Brief:
Return the full listing exactly as it is written.

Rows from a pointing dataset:
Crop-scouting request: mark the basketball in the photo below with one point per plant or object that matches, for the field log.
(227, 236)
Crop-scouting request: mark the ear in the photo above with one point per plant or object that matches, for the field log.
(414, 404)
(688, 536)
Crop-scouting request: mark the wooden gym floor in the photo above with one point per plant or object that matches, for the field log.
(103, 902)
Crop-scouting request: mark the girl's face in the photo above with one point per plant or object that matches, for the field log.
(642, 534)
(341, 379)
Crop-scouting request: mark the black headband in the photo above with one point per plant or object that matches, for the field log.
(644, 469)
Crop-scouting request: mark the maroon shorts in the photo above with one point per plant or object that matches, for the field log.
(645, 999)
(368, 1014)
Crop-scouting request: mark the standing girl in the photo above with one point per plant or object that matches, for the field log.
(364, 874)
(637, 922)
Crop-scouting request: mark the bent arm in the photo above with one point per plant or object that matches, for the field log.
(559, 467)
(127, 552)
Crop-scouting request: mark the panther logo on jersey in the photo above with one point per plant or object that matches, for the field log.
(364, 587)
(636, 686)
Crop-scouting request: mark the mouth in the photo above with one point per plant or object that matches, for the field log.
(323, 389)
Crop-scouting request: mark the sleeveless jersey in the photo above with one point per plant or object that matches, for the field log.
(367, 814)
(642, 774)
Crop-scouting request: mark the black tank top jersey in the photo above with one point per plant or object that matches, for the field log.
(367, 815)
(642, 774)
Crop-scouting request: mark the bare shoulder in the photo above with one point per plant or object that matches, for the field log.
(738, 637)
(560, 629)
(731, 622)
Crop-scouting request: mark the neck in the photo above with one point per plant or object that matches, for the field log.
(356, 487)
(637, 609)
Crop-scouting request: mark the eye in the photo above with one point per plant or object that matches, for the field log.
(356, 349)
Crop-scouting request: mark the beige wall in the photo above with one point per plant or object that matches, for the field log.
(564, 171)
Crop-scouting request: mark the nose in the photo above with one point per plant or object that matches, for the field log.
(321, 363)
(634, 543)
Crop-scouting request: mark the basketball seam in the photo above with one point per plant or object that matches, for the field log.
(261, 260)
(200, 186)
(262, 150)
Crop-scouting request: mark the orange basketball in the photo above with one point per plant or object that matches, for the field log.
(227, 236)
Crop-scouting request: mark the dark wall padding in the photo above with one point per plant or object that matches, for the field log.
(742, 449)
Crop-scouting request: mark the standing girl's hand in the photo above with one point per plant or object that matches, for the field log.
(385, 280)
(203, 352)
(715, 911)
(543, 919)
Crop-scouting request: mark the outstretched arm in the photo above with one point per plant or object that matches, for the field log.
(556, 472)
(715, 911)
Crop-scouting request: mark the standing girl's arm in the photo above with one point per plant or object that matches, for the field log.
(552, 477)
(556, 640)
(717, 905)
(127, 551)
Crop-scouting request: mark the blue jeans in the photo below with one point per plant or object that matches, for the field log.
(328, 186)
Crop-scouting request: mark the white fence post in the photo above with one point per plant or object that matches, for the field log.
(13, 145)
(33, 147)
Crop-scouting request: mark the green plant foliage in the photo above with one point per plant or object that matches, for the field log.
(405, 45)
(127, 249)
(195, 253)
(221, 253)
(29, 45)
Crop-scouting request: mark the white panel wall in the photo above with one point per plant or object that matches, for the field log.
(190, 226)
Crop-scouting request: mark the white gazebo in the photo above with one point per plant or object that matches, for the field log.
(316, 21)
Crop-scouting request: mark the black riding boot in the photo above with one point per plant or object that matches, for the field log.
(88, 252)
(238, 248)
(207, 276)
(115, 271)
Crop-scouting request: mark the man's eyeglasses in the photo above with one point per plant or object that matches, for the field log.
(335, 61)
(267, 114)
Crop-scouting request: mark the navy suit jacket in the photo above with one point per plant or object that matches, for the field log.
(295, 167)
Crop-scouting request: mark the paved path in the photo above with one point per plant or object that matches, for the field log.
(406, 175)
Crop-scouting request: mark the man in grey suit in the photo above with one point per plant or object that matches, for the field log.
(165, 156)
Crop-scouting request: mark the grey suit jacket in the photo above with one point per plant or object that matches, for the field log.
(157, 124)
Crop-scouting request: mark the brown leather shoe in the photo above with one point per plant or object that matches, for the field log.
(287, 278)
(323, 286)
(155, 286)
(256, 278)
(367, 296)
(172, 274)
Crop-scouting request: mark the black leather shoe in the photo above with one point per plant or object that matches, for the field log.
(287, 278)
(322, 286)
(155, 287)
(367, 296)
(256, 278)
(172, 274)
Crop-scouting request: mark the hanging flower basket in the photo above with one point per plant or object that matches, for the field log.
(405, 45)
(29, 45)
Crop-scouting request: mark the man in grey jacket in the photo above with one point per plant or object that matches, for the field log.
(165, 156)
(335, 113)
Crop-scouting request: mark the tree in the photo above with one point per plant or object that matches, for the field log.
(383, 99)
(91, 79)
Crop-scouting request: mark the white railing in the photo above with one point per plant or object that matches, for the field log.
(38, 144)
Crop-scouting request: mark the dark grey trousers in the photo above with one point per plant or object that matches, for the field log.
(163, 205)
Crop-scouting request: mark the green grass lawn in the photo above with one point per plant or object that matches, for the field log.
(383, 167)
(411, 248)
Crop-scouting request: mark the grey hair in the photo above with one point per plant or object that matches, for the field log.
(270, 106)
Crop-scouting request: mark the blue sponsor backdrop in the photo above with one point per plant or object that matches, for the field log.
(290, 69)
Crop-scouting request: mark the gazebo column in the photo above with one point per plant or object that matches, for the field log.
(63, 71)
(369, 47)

Output for this exercise:
Crop-scouting request: mark the basketball in the photo below with one point per plant or object that matches, for the field log.
(227, 236)
Crop-scouting request: mark the ear in the photo above with one point per plant or object that matches, for the field log.
(414, 404)
(688, 536)
Crop-scouting request: mark the wooden gym floor in the photo above with one point per plant or object that matches, for the field log.
(103, 902)
Crop-scouting request: mark the girl's face in the photo above with one point per plant or object that matches, for the field log.
(642, 534)
(341, 379)
Crop-scouting request: mark the black headband in the photo above with one point per plant or object that matches, for the field log.
(644, 469)
Crop-scouting request: mark the maroon shorts in the photo above with one point per plant or object that matches, for the field log.
(645, 999)
(368, 1014)
Crop-scouting request: mark the standing girl in the photo above with one point per plant or object that matches, for the field log.
(364, 874)
(637, 922)
Crop-scouting request: mark the bent arm in the photo above with one point per plant or object that matches, for the field log.
(559, 467)
(127, 552)
Crop-scouting request: mark the panther logo on jersey in the photo above with one point per plant or object that matches, for the field log.
(364, 587)
(636, 686)
Crop-scouting request: mark the mouth in the photo above with one point per plant or object that matches, for the field log.
(323, 389)
Crop-scouting request: mark the sleeveless jersey in the photo above with one point per plant or object that matches, for the field log.
(367, 814)
(642, 774)
Crop-scouting request: mark the black tank top jersey in the photo above with one point per plant or object that matches, for the field log.
(367, 815)
(642, 774)
Crop-scouting request: mark the bare shoulder in the photo above with one point per plant or object that matches, for the field log.
(738, 637)
(560, 629)
(731, 622)
Crop-scouting request: mark the neck in the photo above with one point per plant or object that matches, for the field log.
(356, 487)
(637, 609)
Crop-scouting request: mark the eye in the photo above with one point per plant or object that matches, for the field log.
(356, 349)
Crop-scouting request: mark the beige wall in the photo above with one point per plant or object that matches, for the field log.
(564, 171)
Crop-scouting request: mark the nose in the photo above with one point per plant or object that matches, for the field log.
(321, 363)
(634, 543)
Crop-scouting request: mark the basketball seam in the photo above with one point per plant or object that matches, for the field log.
(261, 260)
(200, 186)
(262, 150)
Crop-scouting request: mark the orange basketball in the photo above with one point per plant or object that matches, for the field log.
(227, 236)
Crop-scouting request: mark the dark wall padding in the photo above with one point per plant or object that matches, for the field log.
(742, 449)
Crop-scouting request: mark the standing girl's hand in the photo above with one point per plant or object that matches, for the field log.
(385, 280)
(203, 352)
(715, 911)
(543, 919)
Crop-scouting request: mark the outstretched arm in the photo above with one point per plant or object that matches, for the field log.
(556, 472)
(715, 911)
Crop-scouting request: mark the standing girl's arm in the photo above with one point per plant or object that matches, for the field log.
(552, 477)
(556, 640)
(717, 905)
(127, 551)
Crop-scouting request: mark the blue jeans in the photo below with one point per plant or object that matches, for the field log.
(328, 186)
Crop-scouting request: mark the white fence post in the photo above with one point per plant or object that matches, for the field log.
(13, 145)
(33, 147)
Crop-scouting request: mark the green plant foliage in the photo above with one point per plant or object that matches, for the field log.
(405, 45)
(127, 249)
(195, 253)
(221, 253)
(29, 45)
Crop-scouting request: mark the white panel wall in the photo above with one point per plant or object that matches, for the field log.
(190, 226)
Crop-scouting request: mark the white gazebo in the photo above with one point per plant or object that matches, for the field log.
(316, 21)
Crop-scouting request: mark the black riding boot in the photo above with one point per plant or object that matches, for the field log.
(88, 252)
(238, 248)
(207, 276)
(115, 271)
Crop-scouting request: mark the man's eyeglasses in the photo above with one point per plant or object that matches, for the field log.
(335, 61)
(267, 114)
Crop-scouting request: mark the navy suit jacket in the photo above with one point per plant or object that matches, for the field log.
(295, 167)
Crop-scouting request: mark the paved path in the photo above with one point per plant or object that matches, for the field log.
(406, 175)
Crop-scouting request: mark the man in grey suit in the photo above with one point per plant or object that matches, for the field log.
(165, 156)
Crop-scouting request: mark the grey suit jacket in the photo above with one point per plant or object that matches, for the field log.
(157, 124)
Crop-scouting request: mark the brown leather shoe in the photo above with one point per plant or object that matches, for the field log.
(287, 278)
(323, 286)
(155, 286)
(256, 278)
(367, 296)
(172, 274)
Crop-scouting request: mark the black leather shoe in the photo above with one point per plant or object that matches, for the field log.
(287, 278)
(322, 286)
(155, 287)
(367, 296)
(256, 278)
(172, 274)
Crop-scouting request: mark the hanging flower basket in the photo above with one point per plant or object that matches, for the field log.
(405, 45)
(29, 45)
Crop-scouting request: mark the man in grey jacket in the photo above with one point per plant or object that matches, for the field log.
(165, 156)
(335, 113)
Crop-scouting request: mark the tree in the photo above with one point per plant or object that matches, for the field log.
(383, 99)
(91, 79)
Crop-scouting request: mark the white railing in the photo above with one point per plant or object that matches, for the field log.
(38, 144)
Crop-scouting request: mark the dark grey trousers in the photo above with one point per plant or object that matches, for the field log.
(163, 205)
Crop-scouting request: mark the green grass lawn in the photo above with one point per plant or object that matches, for the field log.
(383, 167)
(411, 248)
Crop-scouting request: mark the grey hair in the photo above with one point per plant or object that matches, for the field log.
(270, 106)
Crop-scouting request: mark the blue sponsor backdrop in the photo above with one point per plant or object that matches, for the field log.
(290, 69)
Crop-scouting request: mark the gazebo column in the photo above with one point per plant or object that matches, for the field log.
(63, 71)
(369, 47)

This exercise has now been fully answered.